Write out the listing in full, matching it word for word.

───

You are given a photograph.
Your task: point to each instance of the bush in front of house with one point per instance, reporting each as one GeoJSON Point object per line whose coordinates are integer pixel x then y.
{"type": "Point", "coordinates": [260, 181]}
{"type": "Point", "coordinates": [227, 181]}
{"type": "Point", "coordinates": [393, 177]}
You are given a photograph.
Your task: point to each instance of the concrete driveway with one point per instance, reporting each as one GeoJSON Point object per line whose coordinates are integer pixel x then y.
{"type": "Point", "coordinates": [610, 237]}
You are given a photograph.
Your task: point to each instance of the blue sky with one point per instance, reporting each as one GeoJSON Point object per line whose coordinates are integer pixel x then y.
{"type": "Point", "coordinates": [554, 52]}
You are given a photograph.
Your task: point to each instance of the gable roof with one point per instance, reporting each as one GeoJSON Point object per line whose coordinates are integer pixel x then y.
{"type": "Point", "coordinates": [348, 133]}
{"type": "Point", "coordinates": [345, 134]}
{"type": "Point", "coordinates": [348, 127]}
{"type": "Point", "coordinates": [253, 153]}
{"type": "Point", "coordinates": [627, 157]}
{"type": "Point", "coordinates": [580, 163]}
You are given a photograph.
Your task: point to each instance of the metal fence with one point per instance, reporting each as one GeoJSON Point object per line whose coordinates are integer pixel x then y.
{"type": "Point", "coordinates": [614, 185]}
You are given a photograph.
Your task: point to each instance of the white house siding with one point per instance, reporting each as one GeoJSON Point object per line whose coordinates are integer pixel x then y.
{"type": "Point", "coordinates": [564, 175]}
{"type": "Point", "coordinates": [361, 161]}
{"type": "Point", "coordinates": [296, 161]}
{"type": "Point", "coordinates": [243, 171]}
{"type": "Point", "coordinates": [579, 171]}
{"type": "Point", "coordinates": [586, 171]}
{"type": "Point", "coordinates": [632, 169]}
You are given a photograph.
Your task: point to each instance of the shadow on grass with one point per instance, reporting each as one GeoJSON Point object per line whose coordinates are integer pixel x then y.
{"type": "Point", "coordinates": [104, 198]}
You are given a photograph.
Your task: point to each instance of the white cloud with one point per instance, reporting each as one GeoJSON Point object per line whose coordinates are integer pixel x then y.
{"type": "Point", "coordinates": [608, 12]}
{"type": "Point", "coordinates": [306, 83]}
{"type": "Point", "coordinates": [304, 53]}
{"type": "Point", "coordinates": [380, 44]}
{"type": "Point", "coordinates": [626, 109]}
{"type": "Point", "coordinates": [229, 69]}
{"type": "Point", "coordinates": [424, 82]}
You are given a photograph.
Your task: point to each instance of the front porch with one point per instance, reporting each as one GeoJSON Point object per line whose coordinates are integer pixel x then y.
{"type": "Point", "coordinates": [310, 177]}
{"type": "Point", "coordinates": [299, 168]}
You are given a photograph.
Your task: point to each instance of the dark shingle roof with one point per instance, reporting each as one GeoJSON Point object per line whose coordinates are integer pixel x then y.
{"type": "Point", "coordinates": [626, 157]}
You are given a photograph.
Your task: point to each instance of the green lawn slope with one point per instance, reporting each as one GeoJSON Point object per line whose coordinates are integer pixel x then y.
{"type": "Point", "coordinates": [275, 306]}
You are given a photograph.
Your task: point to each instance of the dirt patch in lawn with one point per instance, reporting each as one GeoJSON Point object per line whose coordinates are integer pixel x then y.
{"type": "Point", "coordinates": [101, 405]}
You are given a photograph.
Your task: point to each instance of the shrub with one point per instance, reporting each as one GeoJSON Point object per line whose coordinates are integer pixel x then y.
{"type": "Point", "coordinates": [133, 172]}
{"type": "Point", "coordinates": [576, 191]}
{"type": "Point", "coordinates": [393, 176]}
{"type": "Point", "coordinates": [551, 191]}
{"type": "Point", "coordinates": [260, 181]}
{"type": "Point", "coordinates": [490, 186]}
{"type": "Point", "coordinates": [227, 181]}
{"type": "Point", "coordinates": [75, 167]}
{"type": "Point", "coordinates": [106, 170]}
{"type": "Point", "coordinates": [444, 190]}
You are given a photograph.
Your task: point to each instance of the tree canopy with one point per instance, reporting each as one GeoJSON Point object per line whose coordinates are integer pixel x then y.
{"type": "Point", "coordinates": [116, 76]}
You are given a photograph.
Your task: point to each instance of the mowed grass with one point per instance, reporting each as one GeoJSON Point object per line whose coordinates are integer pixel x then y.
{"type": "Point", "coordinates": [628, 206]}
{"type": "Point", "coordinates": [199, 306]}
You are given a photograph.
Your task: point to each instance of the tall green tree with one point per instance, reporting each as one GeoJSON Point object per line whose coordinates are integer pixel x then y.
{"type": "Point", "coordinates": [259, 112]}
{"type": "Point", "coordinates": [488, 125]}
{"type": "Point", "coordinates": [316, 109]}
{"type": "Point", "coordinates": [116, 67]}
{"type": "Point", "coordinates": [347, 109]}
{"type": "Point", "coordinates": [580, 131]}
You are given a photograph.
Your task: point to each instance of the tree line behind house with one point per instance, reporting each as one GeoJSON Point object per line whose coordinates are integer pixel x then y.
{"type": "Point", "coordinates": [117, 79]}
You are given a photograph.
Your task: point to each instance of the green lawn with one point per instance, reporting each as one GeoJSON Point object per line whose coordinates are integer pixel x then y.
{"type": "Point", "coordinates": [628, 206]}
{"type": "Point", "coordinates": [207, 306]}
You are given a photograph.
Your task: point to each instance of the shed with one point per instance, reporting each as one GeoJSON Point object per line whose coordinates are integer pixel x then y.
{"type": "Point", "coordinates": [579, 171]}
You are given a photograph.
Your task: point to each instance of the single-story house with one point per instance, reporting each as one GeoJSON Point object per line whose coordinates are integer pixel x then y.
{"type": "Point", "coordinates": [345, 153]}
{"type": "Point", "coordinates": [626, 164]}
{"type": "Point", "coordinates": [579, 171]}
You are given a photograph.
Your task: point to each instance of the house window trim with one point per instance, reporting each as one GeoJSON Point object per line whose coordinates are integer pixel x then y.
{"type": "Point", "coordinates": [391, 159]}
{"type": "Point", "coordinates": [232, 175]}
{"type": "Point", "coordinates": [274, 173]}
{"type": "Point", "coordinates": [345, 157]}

───

_Task result_
You are given a photograph.
Your task: point to each instance of the bush in front of house with one point per instance, reporting each as one GeoJSON Point object per line whose coordinates are integer pixel x then y.
{"type": "Point", "coordinates": [260, 181]}
{"type": "Point", "coordinates": [227, 181]}
{"type": "Point", "coordinates": [393, 177]}
You are given a photograph.
Your task: point to each instance of the concrete driveway with one point per instance, reporting each as one GeoJSON Point object per line whose coordinates are integer pixel x then y.
{"type": "Point", "coordinates": [610, 237]}
You are given a photograph.
Your task: point to each instance of the blue sky with one point per instance, reporting each as one GeoJSON Point object per line whose coordinates are integer pixel x then y.
{"type": "Point", "coordinates": [554, 52]}
You are given a photograph.
Your task: point to each instance of the gable roof with one point per instance, reporting each as one GeoJSON Point object per line whose coordinates are integer pixel x then y.
{"type": "Point", "coordinates": [348, 133]}
{"type": "Point", "coordinates": [345, 134]}
{"type": "Point", "coordinates": [348, 127]}
{"type": "Point", "coordinates": [253, 153]}
{"type": "Point", "coordinates": [627, 157]}
{"type": "Point", "coordinates": [580, 163]}
You are given a photograph.
Your task: point to each instance of the metal fence with one point per instance, reporting each as one GeoJSON Point object per line whose coordinates are integer pixel x then y.
{"type": "Point", "coordinates": [614, 185]}
You are given a photograph.
Your task: point to each instance of the white house siding with one point per instance, reporting each as one GeoJSON Point object per line whose coordinates are integer pixel x then y.
{"type": "Point", "coordinates": [564, 175]}
{"type": "Point", "coordinates": [361, 161]}
{"type": "Point", "coordinates": [296, 161]}
{"type": "Point", "coordinates": [243, 171]}
{"type": "Point", "coordinates": [579, 171]}
{"type": "Point", "coordinates": [586, 171]}
{"type": "Point", "coordinates": [632, 169]}
You are given a photograph.
Your task: point to each instance of the shadow on grass with one point per instance, reporting each as one GeoJSON Point object per line whose coordinates are integer pixel x then y.
{"type": "Point", "coordinates": [104, 198]}
You are given a photograph.
Your task: point to each instance of the white cloud with one point per instance, reporting each as one GeoJSON Point object per line whose coordinates are integer pixel x then y.
{"type": "Point", "coordinates": [608, 12]}
{"type": "Point", "coordinates": [306, 83]}
{"type": "Point", "coordinates": [304, 53]}
{"type": "Point", "coordinates": [380, 44]}
{"type": "Point", "coordinates": [626, 109]}
{"type": "Point", "coordinates": [229, 69]}
{"type": "Point", "coordinates": [424, 82]}
You are given a photograph.
Your task: point to each instance of the front porch with one point per instance, reporting each as one GeoJSON Point object per line whose coordinates are integer pixel x then y.
{"type": "Point", "coordinates": [310, 177]}
{"type": "Point", "coordinates": [299, 168]}
You are given a photograph.
Your task: point to each instance of the dark shingle roof with one point per instance, reporting each as one GeoJSON Point object per line whose coordinates are integer pixel x then y.
{"type": "Point", "coordinates": [626, 157]}
You are given a photograph.
Your task: point to each instance of the green lawn slope with one point per instance, reporting each as one GeoJSON Point object per line whose coordinates are integer pixel x then y.
{"type": "Point", "coordinates": [275, 306]}
You are given a photograph.
Your task: point to each instance of the dirt patch in lawn with one point per instance, reporting each as one GeoJSON Point object per line whose coordinates are integer pixel x then y.
{"type": "Point", "coordinates": [101, 405]}
You are given a photograph.
Your task: point to each instance of the shrub with one point per instance, reporting each as one GeoJSON Point object per line whose coordinates are integer pixel x then y.
{"type": "Point", "coordinates": [133, 172]}
{"type": "Point", "coordinates": [576, 191]}
{"type": "Point", "coordinates": [393, 176]}
{"type": "Point", "coordinates": [551, 191]}
{"type": "Point", "coordinates": [260, 181]}
{"type": "Point", "coordinates": [490, 186]}
{"type": "Point", "coordinates": [227, 181]}
{"type": "Point", "coordinates": [75, 167]}
{"type": "Point", "coordinates": [106, 170]}
{"type": "Point", "coordinates": [444, 190]}
You are given a photograph.
Your task: point to each instance of the tree canopy with one point per instance, reporting each as one GeoJSON Point object per line whose coordinates are integer pixel x then y.
{"type": "Point", "coordinates": [116, 76]}
You are given a photograph.
Your task: point to each instance of the mowed grass with one point per instance, reporting each as one GeoJSON Point object per line whose coordinates are integer pixel x then y.
{"type": "Point", "coordinates": [628, 206]}
{"type": "Point", "coordinates": [199, 306]}
You are given a photograph.
Your task: point to each instance of the tall green tree with one point per instance, reporting each as one GeoJSON Point object per line whose coordinates are integer pixel x then y.
{"type": "Point", "coordinates": [259, 112]}
{"type": "Point", "coordinates": [488, 125]}
{"type": "Point", "coordinates": [316, 109]}
{"type": "Point", "coordinates": [116, 67]}
{"type": "Point", "coordinates": [347, 109]}
{"type": "Point", "coordinates": [580, 131]}
You are given a photograph.
Your task: point to each instance of the tree line behind house with one point per instance, reporting each as one GeoJSON Point object per line whose coordinates are integer pixel x then y.
{"type": "Point", "coordinates": [117, 79]}
You are given a photograph.
Your task: point to each instance of the green lawn with one point per instance, reporting each as one GeoJSON Point object per line whose coordinates are integer pixel x then y.
{"type": "Point", "coordinates": [628, 206]}
{"type": "Point", "coordinates": [207, 306]}
You are given a photograph.
Your task: point to each instance of the shed with one point per instance, reporting each as one GeoJSON Point object per line whose coordinates are integer pixel x then y.
{"type": "Point", "coordinates": [579, 171]}
You are given a photograph.
Your task: point to each instance of the single-story house with one point per instance, reporting each as one GeoJSON Point object per line whose coordinates are integer pixel x then y.
{"type": "Point", "coordinates": [345, 153]}
{"type": "Point", "coordinates": [626, 164]}
{"type": "Point", "coordinates": [579, 171]}
You are given a photograph.
Your task: point to each instance of the house window trim with one point per instance, reporting each as one GeoJSON Point object per line whose coordinates are integer pixel x then y.
{"type": "Point", "coordinates": [391, 159]}
{"type": "Point", "coordinates": [232, 175]}
{"type": "Point", "coordinates": [274, 173]}
{"type": "Point", "coordinates": [345, 157]}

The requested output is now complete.